### Source passage
- Opening Delimiter -

Katie Gonzalez
Last updated: 16 October, 2012

Turkey and Egypt show “great hospitality” towards Syrian refugees

While the Civil War in Syria continues to disrupt the lives of millions civilians and as the international community moves forward with actions against Syrian President Bashar al-Assad, the number of refugees leaving Syria has reached approximately 320,338 individuals as of early October, according to Sybella Wilkes, senior communications officer with the United Nations High Commissioner for Refugees.

Wilkes said that the UN and its partners are expecting to have registered or assisted over 700,000 Syrians by the end of the month.

“This is the biggest emergency at the moment,” Wilkes said. “Winter is approaching, and we have over half of refugees living under canvas in camps. It’s clear that conditions are very harsh.”

The “overwhelming majority” of Syrian refugees are fleeing to Jordan and Turkey, Refugee Policy Director at Human Rights Watch Bill Frelick said in an interview with Your Middle East. “It has something to do with the proximity of that country,” Frelick said. “But other factors have to do with which countries are allowing people to come into their borders. All of Syria’s neighbors have really, for the most part, allowed people to get through the border.”

Jordan is currently home to the largest population of Syrian refugees, as the number of registered and/or assisted Syrian refugees is over 105,000, according to Wilkes. Based on Oct. 1 figures from the Turkish government, there are a total of 93,576 Syrians registered as refugees or being assisted in camps. Turkey has been receptive to the massive influx in Syrian refugees because the government is committed to “supporting the Free Syria movement,” but the conditions in the refugee camps in countries such as Turkey, Jordan and Lebanon are still lacking in many different regards, Frelick said.

“With respect to the ME in particular, with respect to Syrians, keeping them in closed camps is going to be a recipe for frustration and anger, and it’s going to blow up sooner rather than later,” he said. “It’s in the national security interests of Jordan and Turkey to respect freedom of movement and allow people to work and live in urban areas and have them live a normal life.”

Although Jordanian authorities have reportedly been reluctant to expand their refugee camps, Jordan recently opened two new camps for Syrians fleeing their home country. A camp in the northern border town of Ramtha and an additional emergency camp in Zaatari were constructed to accommodate the swelling number of refugees.

The Turkish refugee camps are known as being among the “better” in the Middle East region, while Jordanian authorities do not allow Syrian refugees living in the country’s only camp to leave its premises, Gerry Simpson, a senior researcher and advocate for HRW’s Refugee Program, said in an interview with Your Middle East.

“To Turkey’s credit, the level of assistance for Syrians in Turkey’s camp far exceeds the level of aid Syrians receive in Jordan’s al-Zatari camp, where conditions are poor, as well as aid refugees receive in African countries,” he said.

- Closing Delimiter -

### Tasks to perform
1. Quote the article on Syrian refugees word for word, everything from "Turkey and Egypt" down to "of the month.".
2. Write what comes next in the article on Syrian refugees, picking up after its final sentence.

### Dataset
- Opening Delimiter -

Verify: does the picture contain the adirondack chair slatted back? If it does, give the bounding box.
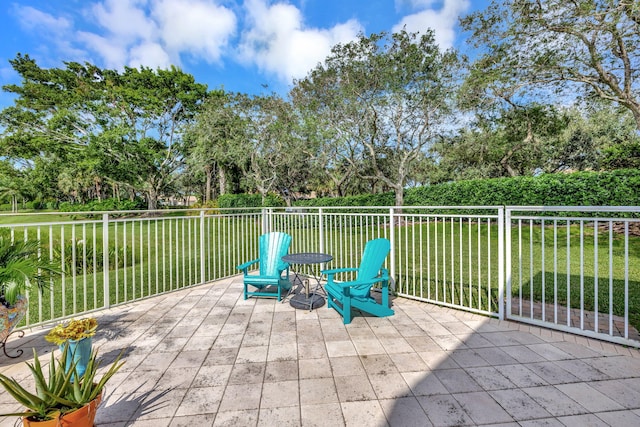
[351,238,391,298]
[259,232,291,276]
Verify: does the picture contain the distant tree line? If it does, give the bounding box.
[0,0,640,209]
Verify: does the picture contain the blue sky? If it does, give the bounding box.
[0,0,487,108]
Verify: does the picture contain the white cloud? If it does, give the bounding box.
[91,0,157,43]
[77,31,128,68]
[152,0,236,62]
[396,0,436,10]
[13,5,73,34]
[393,0,470,49]
[239,0,363,82]
[129,43,172,68]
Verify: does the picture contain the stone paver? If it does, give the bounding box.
[0,277,640,427]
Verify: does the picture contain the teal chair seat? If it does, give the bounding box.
[236,232,291,301]
[322,239,394,325]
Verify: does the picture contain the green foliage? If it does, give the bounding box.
[0,343,124,421]
[407,169,640,206]
[0,234,57,306]
[58,198,146,212]
[295,169,640,211]
[218,193,285,208]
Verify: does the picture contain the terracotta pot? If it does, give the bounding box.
[60,394,102,427]
[22,418,60,427]
[22,394,102,427]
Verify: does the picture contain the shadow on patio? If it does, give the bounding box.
[0,277,640,427]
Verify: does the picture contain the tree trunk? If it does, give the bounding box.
[147,187,158,211]
[218,168,227,195]
[204,165,213,203]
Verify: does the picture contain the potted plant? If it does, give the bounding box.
[44,317,98,381]
[0,233,57,357]
[0,344,124,427]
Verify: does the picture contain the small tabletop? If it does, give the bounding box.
[282,252,333,264]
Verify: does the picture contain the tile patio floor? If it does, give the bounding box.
[0,277,640,427]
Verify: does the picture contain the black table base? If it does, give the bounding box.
[289,292,324,310]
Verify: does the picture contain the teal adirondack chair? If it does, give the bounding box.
[322,239,394,325]
[236,232,291,301]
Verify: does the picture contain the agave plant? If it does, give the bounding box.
[0,344,124,421]
[0,234,58,307]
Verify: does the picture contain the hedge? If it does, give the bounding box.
[295,169,640,211]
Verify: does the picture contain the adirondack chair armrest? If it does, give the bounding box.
[236,258,260,274]
[320,267,358,276]
[333,276,389,289]
[278,262,289,273]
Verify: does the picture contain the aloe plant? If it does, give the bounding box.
[0,344,124,421]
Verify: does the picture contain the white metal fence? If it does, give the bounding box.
[6,206,640,347]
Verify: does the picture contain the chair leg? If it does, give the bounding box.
[342,297,351,325]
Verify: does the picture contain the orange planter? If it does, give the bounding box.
[22,418,60,427]
[22,394,102,427]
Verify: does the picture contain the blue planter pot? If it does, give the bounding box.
[60,337,91,381]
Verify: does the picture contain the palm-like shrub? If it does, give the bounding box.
[0,234,57,307]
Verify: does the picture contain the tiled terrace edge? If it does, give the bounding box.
[0,278,640,427]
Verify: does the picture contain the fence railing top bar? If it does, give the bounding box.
[511,215,640,223]
[0,219,102,228]
[505,206,640,212]
[402,213,498,219]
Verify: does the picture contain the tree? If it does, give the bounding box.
[0,54,206,209]
[293,31,460,206]
[461,0,640,130]
[239,94,309,205]
[187,91,250,202]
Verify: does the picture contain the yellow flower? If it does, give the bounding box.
[44,317,98,345]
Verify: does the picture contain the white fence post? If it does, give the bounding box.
[102,213,110,308]
[500,208,513,320]
[389,207,396,291]
[318,208,324,253]
[498,206,502,320]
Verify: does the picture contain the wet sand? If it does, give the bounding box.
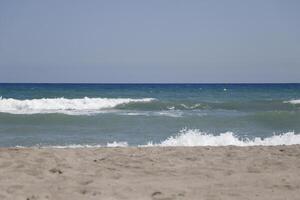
[0,145,300,200]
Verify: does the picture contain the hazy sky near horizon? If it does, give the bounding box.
[0,0,300,83]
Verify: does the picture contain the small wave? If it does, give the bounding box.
[284,99,300,104]
[0,97,154,115]
[16,141,128,149]
[145,129,300,147]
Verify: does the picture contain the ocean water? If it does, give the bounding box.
[0,84,300,147]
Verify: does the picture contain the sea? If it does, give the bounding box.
[0,83,300,148]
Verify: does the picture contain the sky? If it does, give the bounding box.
[0,0,300,83]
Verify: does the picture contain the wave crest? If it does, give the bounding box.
[146,129,300,147]
[0,97,154,114]
[284,99,300,104]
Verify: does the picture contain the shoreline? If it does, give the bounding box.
[0,145,300,200]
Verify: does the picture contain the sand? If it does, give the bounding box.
[0,145,300,200]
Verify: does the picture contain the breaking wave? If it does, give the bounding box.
[17,129,300,148]
[284,99,300,104]
[145,129,300,147]
[0,97,155,115]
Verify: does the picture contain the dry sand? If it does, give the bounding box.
[0,145,300,200]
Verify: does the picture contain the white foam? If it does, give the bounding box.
[284,99,300,104]
[0,97,154,115]
[145,129,300,147]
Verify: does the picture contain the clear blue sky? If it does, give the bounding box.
[0,0,300,83]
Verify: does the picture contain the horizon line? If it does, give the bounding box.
[0,82,300,85]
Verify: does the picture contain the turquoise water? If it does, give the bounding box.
[0,84,300,147]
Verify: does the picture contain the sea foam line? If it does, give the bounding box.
[144,129,300,147]
[284,99,300,104]
[0,97,155,114]
[17,129,300,148]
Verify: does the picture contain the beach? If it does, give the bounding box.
[0,145,300,200]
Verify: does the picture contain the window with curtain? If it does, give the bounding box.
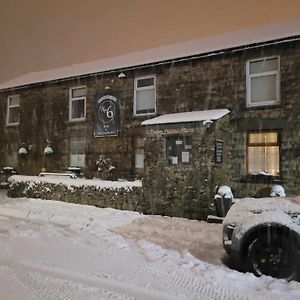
[70,139,85,168]
[247,132,280,176]
[69,86,86,121]
[247,57,280,106]
[134,76,156,115]
[6,95,20,126]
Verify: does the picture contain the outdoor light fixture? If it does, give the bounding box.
[118,72,126,79]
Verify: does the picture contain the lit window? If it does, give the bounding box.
[69,87,86,121]
[70,139,85,168]
[247,132,280,176]
[247,57,280,106]
[166,136,192,165]
[6,95,20,126]
[135,138,144,171]
[134,76,156,115]
[5,144,18,169]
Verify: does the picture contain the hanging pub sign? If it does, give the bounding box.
[215,140,223,164]
[94,95,120,137]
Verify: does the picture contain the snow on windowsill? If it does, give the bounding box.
[8,175,142,190]
[142,109,230,125]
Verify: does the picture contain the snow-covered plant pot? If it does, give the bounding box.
[18,146,28,156]
[215,185,233,199]
[96,154,116,180]
[270,184,285,197]
[214,185,233,217]
[44,145,53,156]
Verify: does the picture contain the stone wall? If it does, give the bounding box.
[8,179,149,213]
[0,41,300,218]
[143,116,229,219]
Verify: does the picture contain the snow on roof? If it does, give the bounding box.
[142,109,230,125]
[0,19,300,90]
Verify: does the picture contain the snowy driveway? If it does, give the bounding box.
[0,191,300,300]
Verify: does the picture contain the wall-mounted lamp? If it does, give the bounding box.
[118,72,126,79]
[202,120,213,132]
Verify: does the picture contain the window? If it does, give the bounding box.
[134,76,156,115]
[70,139,85,168]
[5,144,18,169]
[135,138,144,170]
[69,87,86,121]
[247,132,280,176]
[247,57,280,106]
[166,136,192,165]
[6,95,20,126]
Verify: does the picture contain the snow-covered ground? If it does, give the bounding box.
[0,191,300,300]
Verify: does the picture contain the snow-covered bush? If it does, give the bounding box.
[215,185,233,199]
[270,184,285,197]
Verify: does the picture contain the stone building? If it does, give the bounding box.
[0,34,300,218]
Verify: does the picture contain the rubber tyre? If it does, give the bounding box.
[247,227,299,280]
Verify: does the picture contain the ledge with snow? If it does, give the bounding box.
[8,175,147,212]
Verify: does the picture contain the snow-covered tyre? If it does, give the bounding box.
[247,227,299,280]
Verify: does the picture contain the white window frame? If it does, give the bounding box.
[133,75,156,116]
[6,95,20,126]
[246,56,280,107]
[69,85,87,122]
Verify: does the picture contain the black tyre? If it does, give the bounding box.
[247,227,299,280]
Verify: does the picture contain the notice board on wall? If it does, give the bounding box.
[215,140,223,164]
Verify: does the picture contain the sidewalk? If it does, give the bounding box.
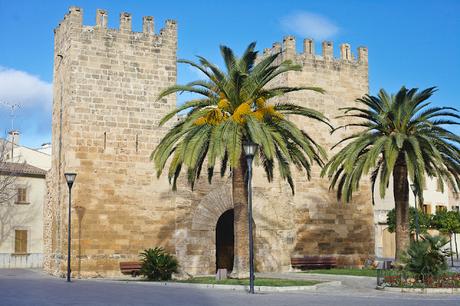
[256,272,377,294]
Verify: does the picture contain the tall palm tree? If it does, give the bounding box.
[322,87,460,260]
[151,43,329,277]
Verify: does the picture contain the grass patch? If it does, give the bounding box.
[176,276,321,287]
[302,268,377,277]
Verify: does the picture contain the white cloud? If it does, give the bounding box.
[281,12,340,40]
[0,66,53,110]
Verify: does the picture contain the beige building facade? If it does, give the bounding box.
[0,134,51,268]
[374,177,459,259]
[45,7,374,277]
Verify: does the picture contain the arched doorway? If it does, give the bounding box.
[382,228,396,258]
[216,209,234,272]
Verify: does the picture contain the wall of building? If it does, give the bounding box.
[45,7,373,277]
[374,177,455,258]
[45,7,177,275]
[0,177,46,268]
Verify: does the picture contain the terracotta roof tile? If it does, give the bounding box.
[0,162,46,176]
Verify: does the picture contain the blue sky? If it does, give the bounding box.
[0,0,460,147]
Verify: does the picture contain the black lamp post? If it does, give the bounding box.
[243,140,257,294]
[64,173,77,282]
[410,184,420,241]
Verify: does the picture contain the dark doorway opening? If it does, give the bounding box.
[216,209,235,272]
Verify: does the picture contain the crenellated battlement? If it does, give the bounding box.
[55,6,177,39]
[263,35,368,65]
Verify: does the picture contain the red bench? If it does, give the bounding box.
[291,256,337,269]
[120,261,142,277]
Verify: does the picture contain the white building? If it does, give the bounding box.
[0,133,51,268]
[374,177,454,259]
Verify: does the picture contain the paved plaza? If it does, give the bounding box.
[0,269,460,306]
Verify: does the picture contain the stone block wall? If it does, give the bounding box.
[45,7,177,276]
[44,7,374,277]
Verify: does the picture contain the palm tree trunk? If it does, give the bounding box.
[393,154,410,262]
[454,233,458,260]
[230,154,249,278]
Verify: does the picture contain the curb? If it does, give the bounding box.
[295,272,376,279]
[376,287,460,294]
[90,279,342,292]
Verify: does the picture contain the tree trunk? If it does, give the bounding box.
[393,154,410,262]
[230,154,249,278]
[454,233,458,260]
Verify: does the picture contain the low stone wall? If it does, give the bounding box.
[0,253,43,269]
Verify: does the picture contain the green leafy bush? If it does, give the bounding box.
[387,207,431,233]
[140,247,179,280]
[403,235,449,279]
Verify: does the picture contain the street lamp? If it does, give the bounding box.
[64,173,77,282]
[410,184,420,241]
[243,140,257,294]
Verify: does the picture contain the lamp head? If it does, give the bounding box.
[243,139,257,157]
[64,172,77,188]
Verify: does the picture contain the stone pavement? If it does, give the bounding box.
[0,269,460,306]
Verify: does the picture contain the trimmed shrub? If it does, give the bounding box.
[403,235,449,279]
[140,247,179,281]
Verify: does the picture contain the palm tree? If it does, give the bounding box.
[151,43,329,277]
[322,87,460,261]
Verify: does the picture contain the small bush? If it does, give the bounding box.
[403,235,449,279]
[140,247,179,280]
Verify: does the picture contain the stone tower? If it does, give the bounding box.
[45,7,374,277]
[45,7,177,275]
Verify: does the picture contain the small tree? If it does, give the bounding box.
[403,235,448,279]
[140,247,179,281]
[387,207,431,233]
[432,211,460,266]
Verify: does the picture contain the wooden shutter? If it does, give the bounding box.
[14,230,27,254]
[18,187,27,203]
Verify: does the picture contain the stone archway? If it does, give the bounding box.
[216,209,235,272]
[192,183,233,230]
[176,179,233,275]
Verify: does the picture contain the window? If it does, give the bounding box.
[436,205,447,213]
[422,204,431,215]
[14,230,27,254]
[436,179,442,192]
[16,187,27,204]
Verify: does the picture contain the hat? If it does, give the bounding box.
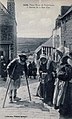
[69,51,72,58]
[56,45,69,53]
[40,54,47,60]
[19,53,27,59]
[56,45,65,53]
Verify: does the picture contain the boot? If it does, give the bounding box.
[14,96,21,101]
[10,96,13,103]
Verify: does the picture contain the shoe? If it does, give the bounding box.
[9,98,13,103]
[14,97,21,101]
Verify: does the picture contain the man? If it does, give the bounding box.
[7,54,27,102]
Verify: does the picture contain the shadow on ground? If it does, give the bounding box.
[6,100,50,112]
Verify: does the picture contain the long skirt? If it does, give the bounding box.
[60,83,72,117]
[6,76,21,90]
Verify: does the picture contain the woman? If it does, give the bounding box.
[45,59,56,106]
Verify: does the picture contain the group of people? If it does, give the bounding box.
[0,46,72,116]
[36,46,72,117]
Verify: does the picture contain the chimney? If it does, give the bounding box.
[7,0,15,18]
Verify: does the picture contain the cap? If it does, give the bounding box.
[19,53,27,59]
[69,51,72,58]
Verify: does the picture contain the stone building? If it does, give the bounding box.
[60,6,72,50]
[0,0,17,62]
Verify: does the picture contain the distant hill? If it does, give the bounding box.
[17,37,48,52]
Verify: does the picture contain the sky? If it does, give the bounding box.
[0,0,72,38]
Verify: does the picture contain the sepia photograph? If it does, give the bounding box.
[0,0,72,119]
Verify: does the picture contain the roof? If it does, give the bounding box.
[0,2,15,20]
[60,6,72,19]
[35,45,42,53]
[42,37,53,47]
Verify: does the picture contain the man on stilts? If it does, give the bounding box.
[7,54,27,103]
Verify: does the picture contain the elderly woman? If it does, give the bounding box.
[7,54,27,102]
[53,45,72,119]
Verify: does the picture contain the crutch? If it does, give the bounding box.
[3,79,12,108]
[26,77,31,101]
[3,65,16,108]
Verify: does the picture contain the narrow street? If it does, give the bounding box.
[0,76,59,119]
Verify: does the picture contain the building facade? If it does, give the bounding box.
[0,0,17,62]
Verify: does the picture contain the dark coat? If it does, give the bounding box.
[8,59,27,80]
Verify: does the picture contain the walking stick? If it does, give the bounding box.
[26,77,31,101]
[3,65,16,108]
[3,79,11,108]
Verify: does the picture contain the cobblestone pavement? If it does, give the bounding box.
[0,76,67,119]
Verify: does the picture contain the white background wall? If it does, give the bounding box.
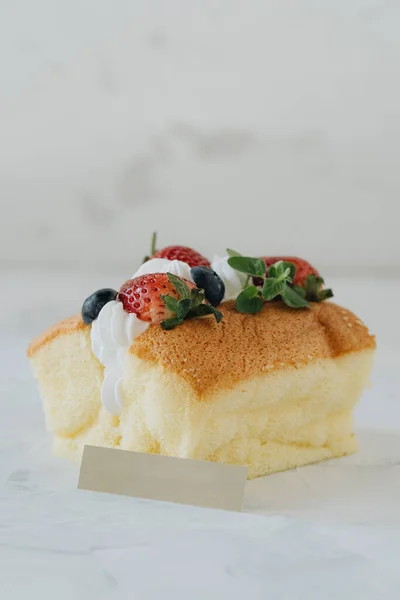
[0,0,400,274]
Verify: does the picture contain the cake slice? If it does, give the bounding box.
[28,302,375,478]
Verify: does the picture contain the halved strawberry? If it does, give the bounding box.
[260,256,319,287]
[118,273,196,324]
[117,273,222,329]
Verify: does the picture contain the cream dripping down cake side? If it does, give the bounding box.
[28,237,375,478]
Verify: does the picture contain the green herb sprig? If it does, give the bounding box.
[161,273,222,330]
[228,250,333,314]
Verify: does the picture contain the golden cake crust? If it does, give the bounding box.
[28,301,375,396]
[130,302,375,395]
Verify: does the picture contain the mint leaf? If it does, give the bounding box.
[305,274,333,302]
[161,317,182,331]
[281,284,310,308]
[189,304,223,323]
[292,285,306,298]
[228,256,265,277]
[262,277,286,302]
[161,295,179,314]
[167,273,190,299]
[268,260,296,282]
[235,285,263,314]
[226,248,242,258]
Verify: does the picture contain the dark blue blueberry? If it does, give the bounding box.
[190,267,225,306]
[82,288,118,325]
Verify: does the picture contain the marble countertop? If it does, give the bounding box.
[0,273,400,600]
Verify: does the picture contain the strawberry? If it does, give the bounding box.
[144,232,211,267]
[256,256,319,287]
[152,246,210,267]
[118,273,196,324]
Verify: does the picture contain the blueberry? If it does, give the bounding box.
[82,288,118,325]
[190,267,225,306]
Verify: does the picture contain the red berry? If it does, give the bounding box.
[118,273,196,324]
[152,246,210,267]
[261,256,319,286]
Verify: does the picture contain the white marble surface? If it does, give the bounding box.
[0,272,400,600]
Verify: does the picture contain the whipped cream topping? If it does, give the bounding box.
[211,256,247,302]
[90,258,193,415]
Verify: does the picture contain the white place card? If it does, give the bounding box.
[78,446,247,511]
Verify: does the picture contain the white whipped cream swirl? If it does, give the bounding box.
[211,256,247,302]
[91,258,197,415]
[90,300,150,415]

- Closing Delimiter -

### Results
1.
Turkey and Egypt show “great hospitality” towards Syrian refugees

While the Civil War in Syria continues to disrupt the lives of millions civilians and as the international community moves forward with actions against Syrian President Bashar al-Assad, the number of refugees leaving Syria has reached approximately 320,338 individuals as of early October, according to Sybella Wilkes, senior communications officer with the United Nations High Commissioner for Refugees.

Wilkes said that the UN and its partners are expecting to have registered or assisted over 700,000 Syrians by the end of the month.

2.
Iraq has also proven to be a popular recipient country for Syrian refugees, as Syrian Kurds attempt to settle in with the Kurdish populations in Northern Iraq, according to Frelick. Before the uprising began against Assad’s regime, the Kurdish population of Syria — an estimated 2 million individuals — was largely denied full citizenship rights. Out of the 36,500 registered refugees in Syria, 30,101 are hosted in the Kurdish region, Wilkes said.

A “large number” of Syrians have similarly fled to Egypt to escape ongoing turmoil in their own country, Elizabeth Tan, deputy regional representative of the UNHCR Cairo Regional Office, said in a statement to Your Middle East.

As a signatory to the 1951 Convention, which mandates the countries to uphold the rights of refugees so that they can return to their countries of origin or eventually be resettled, Egypt has made efforts to absorb a major influx of refugees.

“More can be done to help refugees integrate into Egyptian society during the time that they need to stay in Egypt by giving them more access to national services including opportunities to undertake livelihood activities,” Tan said. “Egyptian civil society has shown great hospitality towards refugees, particularly Libyans and Syrians in the past two years when they were in need of protection and assistance.”

The international community as a whole must fully grasp the dire necessity of these refugees and continue to offer assistance, according to various experts. “If the European people are concerned with a wave of refugees coming at them, the thing that makes the most sense for them to do is to help the neighboring countries — Jordan, Turkey and Lebanon — to build their capacity to protect and sustain these populations,” Frelick said.

UNCHR and its partners recently issued an appeal for $500 million to various governments, business and private individuals, according to Wilkes.

“We and our partners, in order to sustain this level of support for refugees and plan for the next stages — which include many more people living in tents and surviving a very harsh winter — we need more support,” Wilkes said. “ And we need it to come in large numbers.”